New Road Provide Access as PTFI Adds New Crushing Power with Third SAG mill
08 January 2021
Faced with the loss of a longtime friend in the form of 600 meters of friendly gravity, the people of PTFI have come up with a comminution solution to help process Grasberg’s copper and gold ore.
Making big rocks into little ones – comminution in a nutshell - was a lot easier when the Grasberg open pit was in operation, as ore from the surface pit was dumped down twin 600 meter shafts on its way headed to the Grasberg concentrator down the mountain.
With the transition from open-pit to underground mining operations last year, all that crushing power went away.
“The transition from open pit era to underground significantly changes the mill’s fragmentation as it goes into the processing aspects,” said George Banini, Executive Vice President-Technical Services. “To maintain the same production capacity as seen in the open pit era, it was necessary to build a third SAG mill.”
Building that new mill will require a new route for all traffic passing through the concentrator area, where the footprint for the new mill will first need to be cleared of existing infrastructure.
As opposed to a ball mill, which uses steel balls to crush up ore fed into a spinning cylinder, a SAG or semi-autogenous mill primarily uses the ore itself to break up the rock into fine particles to separate the copper and gold from all the non-valuable constituents of the ore.
Finding a Place to Put it
Building this third SAG mill at PTFI will make up for the added crushing power that the ore-pass chutes and their generous gravity contributed during open-pit times. This third SAG mill will feed PTFI’s existing pair of SAG mills.
But due to the paucity of flat land in the uber-steep topography at Jobsite, building a new structure is not just something you up and do. Constructing just about any new building at PTFI means first clearing enough space to do so by demolishing an existing structure. Such was the case with SAG #3 until COVID-19 prompted the postponement of demolition.

####

* What this task involves
Repeat word for word the part of the article on PTFI's third SAG mill from "As opposed to" to "of SAG mills.". You do not need the rows for this.

####

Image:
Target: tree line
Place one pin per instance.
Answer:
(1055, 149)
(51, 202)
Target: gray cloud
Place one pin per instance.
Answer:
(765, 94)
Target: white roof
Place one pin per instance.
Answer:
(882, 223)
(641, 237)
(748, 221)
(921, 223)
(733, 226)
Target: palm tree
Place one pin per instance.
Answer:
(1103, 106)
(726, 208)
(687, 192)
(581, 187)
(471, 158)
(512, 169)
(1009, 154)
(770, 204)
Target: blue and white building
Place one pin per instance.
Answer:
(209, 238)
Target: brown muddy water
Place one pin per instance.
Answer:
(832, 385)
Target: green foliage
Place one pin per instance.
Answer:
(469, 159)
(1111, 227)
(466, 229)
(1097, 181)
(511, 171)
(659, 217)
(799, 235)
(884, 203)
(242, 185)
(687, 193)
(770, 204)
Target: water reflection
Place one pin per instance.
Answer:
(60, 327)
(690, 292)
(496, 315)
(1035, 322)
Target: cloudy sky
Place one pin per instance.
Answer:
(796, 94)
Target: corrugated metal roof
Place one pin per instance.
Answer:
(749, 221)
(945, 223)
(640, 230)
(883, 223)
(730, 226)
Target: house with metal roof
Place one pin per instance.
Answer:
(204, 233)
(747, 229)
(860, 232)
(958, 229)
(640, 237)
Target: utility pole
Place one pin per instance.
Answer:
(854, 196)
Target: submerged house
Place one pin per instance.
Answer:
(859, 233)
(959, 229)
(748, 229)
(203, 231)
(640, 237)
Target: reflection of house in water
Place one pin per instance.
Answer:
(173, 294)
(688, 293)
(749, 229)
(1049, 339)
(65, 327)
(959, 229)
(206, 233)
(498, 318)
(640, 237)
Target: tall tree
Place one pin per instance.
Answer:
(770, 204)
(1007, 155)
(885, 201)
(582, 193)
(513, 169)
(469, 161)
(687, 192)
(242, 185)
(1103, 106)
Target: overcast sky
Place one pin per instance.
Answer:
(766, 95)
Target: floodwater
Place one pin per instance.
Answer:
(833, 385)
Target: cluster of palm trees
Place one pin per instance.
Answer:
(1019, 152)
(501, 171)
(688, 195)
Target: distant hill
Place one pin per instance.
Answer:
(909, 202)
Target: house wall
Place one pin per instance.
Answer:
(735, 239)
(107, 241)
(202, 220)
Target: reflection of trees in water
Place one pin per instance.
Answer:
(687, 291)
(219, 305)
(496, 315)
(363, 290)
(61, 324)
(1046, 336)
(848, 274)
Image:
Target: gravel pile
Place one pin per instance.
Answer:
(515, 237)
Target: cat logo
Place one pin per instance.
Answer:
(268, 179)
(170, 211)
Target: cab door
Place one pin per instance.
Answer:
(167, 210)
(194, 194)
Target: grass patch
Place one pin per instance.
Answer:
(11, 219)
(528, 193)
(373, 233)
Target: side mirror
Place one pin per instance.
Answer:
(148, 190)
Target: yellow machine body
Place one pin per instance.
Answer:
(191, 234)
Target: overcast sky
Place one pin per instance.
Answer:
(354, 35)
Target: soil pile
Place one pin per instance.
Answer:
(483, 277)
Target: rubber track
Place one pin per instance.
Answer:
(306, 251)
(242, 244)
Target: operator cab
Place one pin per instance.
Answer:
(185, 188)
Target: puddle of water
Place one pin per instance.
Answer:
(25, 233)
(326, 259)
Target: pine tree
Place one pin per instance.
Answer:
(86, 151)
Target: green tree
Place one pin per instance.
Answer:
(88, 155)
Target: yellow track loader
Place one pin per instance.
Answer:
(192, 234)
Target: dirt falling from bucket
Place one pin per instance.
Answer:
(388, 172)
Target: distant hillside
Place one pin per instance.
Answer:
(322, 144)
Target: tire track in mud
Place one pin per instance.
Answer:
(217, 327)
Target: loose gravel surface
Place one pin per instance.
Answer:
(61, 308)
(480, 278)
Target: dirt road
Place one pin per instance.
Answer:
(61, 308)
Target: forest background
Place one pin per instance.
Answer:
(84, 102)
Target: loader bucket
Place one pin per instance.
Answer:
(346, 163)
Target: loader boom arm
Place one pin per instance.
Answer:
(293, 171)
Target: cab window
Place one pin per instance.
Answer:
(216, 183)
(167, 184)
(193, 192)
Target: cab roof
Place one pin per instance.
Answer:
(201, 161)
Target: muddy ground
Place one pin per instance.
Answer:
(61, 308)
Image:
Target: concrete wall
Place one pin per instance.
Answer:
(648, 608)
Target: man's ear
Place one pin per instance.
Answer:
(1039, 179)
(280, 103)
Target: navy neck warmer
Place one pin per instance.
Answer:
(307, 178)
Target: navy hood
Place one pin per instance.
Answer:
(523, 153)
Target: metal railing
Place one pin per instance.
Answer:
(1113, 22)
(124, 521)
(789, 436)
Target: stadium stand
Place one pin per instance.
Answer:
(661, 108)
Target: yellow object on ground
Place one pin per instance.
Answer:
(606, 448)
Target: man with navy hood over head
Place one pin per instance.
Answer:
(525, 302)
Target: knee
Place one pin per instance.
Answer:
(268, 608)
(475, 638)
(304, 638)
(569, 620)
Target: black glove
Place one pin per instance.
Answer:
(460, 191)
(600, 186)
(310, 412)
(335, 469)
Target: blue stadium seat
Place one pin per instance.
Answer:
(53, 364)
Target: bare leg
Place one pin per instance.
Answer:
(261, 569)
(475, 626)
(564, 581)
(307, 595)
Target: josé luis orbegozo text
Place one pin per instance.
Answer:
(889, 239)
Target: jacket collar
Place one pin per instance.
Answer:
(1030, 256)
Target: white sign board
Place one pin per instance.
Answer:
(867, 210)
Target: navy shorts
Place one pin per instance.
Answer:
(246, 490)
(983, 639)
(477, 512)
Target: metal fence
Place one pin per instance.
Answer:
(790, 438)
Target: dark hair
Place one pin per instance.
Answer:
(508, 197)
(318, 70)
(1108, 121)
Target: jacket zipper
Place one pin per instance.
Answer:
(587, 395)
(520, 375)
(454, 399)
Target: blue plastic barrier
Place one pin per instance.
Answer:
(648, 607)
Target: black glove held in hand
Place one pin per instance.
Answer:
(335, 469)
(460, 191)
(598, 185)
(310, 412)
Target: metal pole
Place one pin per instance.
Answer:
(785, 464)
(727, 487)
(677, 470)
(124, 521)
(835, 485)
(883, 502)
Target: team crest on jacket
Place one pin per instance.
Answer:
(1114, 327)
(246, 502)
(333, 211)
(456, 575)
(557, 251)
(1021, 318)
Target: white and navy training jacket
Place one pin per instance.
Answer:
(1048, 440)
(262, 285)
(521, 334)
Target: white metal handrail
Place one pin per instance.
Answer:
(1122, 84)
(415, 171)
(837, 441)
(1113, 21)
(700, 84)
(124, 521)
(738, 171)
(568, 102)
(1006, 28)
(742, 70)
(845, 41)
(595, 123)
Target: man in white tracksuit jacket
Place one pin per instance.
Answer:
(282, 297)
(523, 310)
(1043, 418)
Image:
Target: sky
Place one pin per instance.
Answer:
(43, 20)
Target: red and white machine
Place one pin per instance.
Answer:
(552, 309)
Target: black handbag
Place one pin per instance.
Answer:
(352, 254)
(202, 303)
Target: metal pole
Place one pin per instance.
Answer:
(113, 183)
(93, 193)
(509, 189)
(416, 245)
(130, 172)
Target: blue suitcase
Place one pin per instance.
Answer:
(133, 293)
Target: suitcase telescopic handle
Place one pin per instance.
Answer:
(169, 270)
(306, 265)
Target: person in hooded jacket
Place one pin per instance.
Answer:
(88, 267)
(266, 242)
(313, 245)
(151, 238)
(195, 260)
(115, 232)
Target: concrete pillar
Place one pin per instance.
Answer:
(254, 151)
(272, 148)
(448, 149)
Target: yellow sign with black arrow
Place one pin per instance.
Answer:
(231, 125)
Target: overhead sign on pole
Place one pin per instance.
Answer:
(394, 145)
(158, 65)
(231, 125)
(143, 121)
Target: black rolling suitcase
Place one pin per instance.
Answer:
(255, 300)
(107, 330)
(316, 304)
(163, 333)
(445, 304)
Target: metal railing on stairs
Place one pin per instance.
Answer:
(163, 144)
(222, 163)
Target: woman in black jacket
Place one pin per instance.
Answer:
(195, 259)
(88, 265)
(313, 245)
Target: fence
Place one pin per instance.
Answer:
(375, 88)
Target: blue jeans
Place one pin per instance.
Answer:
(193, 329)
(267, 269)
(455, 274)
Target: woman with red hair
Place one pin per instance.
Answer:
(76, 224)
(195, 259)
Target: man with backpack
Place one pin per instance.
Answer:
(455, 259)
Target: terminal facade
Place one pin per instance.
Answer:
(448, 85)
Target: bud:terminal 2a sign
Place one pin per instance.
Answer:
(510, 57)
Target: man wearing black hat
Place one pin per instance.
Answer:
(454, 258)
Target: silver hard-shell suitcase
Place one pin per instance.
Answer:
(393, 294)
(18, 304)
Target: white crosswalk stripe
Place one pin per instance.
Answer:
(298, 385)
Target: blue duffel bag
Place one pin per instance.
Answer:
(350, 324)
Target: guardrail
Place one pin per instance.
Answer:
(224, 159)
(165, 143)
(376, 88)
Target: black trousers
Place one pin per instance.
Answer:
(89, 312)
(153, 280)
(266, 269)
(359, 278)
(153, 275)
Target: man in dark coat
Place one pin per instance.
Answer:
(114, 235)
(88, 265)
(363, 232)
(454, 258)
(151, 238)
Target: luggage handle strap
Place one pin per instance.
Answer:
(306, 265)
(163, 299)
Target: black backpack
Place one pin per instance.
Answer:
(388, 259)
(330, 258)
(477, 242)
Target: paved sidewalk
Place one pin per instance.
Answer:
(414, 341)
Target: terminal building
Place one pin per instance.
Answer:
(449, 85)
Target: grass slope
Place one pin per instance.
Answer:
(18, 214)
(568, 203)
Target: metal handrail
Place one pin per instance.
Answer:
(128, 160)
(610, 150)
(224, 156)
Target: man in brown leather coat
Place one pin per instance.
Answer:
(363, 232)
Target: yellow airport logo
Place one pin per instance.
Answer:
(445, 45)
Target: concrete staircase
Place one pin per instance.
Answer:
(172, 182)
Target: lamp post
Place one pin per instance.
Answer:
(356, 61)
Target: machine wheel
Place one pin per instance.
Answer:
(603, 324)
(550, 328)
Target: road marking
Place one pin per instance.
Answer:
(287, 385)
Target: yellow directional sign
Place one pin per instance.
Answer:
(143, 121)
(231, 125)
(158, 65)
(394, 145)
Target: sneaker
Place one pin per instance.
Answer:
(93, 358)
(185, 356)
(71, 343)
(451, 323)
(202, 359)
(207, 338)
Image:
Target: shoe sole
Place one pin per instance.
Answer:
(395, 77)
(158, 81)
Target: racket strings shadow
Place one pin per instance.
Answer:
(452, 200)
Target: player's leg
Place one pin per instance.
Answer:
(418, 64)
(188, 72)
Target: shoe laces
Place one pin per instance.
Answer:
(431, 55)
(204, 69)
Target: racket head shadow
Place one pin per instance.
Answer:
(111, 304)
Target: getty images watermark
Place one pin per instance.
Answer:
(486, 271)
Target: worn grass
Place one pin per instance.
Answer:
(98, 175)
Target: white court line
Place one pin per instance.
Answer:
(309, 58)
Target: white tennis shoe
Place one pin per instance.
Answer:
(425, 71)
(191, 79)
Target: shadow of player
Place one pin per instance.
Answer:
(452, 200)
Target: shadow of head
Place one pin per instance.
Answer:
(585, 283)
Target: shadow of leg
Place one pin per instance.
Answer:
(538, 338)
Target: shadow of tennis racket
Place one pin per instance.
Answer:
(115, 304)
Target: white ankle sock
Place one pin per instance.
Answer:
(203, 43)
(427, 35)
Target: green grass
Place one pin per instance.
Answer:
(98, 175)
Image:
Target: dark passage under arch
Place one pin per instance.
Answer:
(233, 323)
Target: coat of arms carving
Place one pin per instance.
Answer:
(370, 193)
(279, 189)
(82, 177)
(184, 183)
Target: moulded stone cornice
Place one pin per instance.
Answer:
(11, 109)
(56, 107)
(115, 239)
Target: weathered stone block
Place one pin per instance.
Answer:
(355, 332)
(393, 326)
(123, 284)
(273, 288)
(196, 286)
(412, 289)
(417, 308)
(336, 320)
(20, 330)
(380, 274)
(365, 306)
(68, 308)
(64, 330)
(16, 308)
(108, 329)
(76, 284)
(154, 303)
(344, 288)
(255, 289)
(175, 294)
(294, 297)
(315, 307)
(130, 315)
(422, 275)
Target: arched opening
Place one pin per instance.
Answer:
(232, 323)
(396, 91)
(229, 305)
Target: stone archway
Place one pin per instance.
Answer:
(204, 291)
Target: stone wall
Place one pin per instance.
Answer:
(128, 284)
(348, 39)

####

* Exercise output
As opposed to a ball mill, which uses steel balls to crush up ore fed into a spinning cylinder, a SAG or semi-autogenous mill primarily uses the ore itself to break up the rock into fine particles to separate the copper and gold from all the non-valuable constituents of the ore.
Finding a Place to Put it
Building this third SAG mill at PTFI will make up for the added crushing power that the ore-pass chutes and their generous gravity contributed during open-pit times. This third SAG mill will feed PTFI’s existing pair of SAG mills.